-- Given instruction --
Extract all of the lines below verbatim, in the same order, without changing a word or number.
********************
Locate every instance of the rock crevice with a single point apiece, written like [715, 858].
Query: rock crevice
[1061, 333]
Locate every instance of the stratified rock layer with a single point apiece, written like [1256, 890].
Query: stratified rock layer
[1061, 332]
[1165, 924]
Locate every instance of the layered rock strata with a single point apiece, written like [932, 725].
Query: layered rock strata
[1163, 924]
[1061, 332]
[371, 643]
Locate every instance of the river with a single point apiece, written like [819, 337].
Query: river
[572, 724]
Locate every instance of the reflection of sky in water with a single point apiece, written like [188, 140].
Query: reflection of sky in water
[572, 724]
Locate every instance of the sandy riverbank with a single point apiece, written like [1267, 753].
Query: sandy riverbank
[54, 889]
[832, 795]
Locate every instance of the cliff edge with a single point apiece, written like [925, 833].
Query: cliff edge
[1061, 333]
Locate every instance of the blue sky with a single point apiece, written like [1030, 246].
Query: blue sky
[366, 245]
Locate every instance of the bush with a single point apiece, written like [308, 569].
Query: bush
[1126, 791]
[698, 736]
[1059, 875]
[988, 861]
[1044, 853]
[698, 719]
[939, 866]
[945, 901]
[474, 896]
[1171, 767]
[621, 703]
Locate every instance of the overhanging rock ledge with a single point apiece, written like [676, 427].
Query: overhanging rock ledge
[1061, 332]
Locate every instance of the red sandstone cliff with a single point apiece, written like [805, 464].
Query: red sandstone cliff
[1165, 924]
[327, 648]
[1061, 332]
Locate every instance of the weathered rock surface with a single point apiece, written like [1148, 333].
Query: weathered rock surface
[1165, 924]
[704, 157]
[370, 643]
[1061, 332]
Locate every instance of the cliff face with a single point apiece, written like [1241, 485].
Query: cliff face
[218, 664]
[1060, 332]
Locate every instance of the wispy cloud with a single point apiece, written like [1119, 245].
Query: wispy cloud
********************
-- Expected answer --
Locate every instance of the rock crevice with a single point apiece, written like [715, 858].
Query: rock crevice
[1061, 333]
Locate every instance of the stratified rock layer with a single point apiece, written like [1256, 890].
Query: stratified rock layer
[1061, 332]
[1165, 924]
Locate every instance of the layered rock strata with a single point apiece, written like [932, 725].
Query: layered rock strata
[1163, 924]
[1061, 332]
[371, 643]
Locate every instance of the river with a single point apiece, written like [819, 337].
Query: river
[572, 724]
Locate every instance of the reflection of sky in water with a single point apiece, written like [188, 140].
Query: reflection of sky in water
[572, 724]
Locate every instance of the sandy riverbank with a single point apiece, written like [1267, 753].
Query: sandy riverbank
[54, 889]
[832, 795]
Locate every instance of the cliff edge with a single point apiece, written like [925, 833].
Query: cliff edge
[1061, 333]
Locate every instance of the blue sky with a single point apiece, written like [1030, 246].
Query: blue sky
[366, 245]
Locate every instance of the bush with a single point apiece, written like [308, 569].
Query: bush
[1126, 791]
[698, 736]
[1059, 875]
[988, 861]
[1044, 853]
[698, 719]
[939, 866]
[945, 901]
[474, 896]
[1171, 767]
[621, 703]
Locate every instance of the overhanging rock ledge with a single point apiece, written like [676, 427].
Query: overhanging rock ledge
[1061, 332]
Locate every instance of the red sandstone cliff with a single point apiece, written like [805, 464].
Query: red sandstone cliff
[1165, 924]
[327, 648]
[1061, 332]
Locate every instance of the weathered rock surface with a single point apiece, written like [1148, 333].
Query: weathered rock surface
[1165, 924]
[704, 157]
[370, 643]
[1061, 332]
Locate every instance of the cliff face with a single point apiece, written like [1241, 485].
Query: cliff face
[218, 664]
[1060, 332]
Locate every instance of the wispy cloud with a single point apiece, written like [1119, 245].
Query: wispy cloud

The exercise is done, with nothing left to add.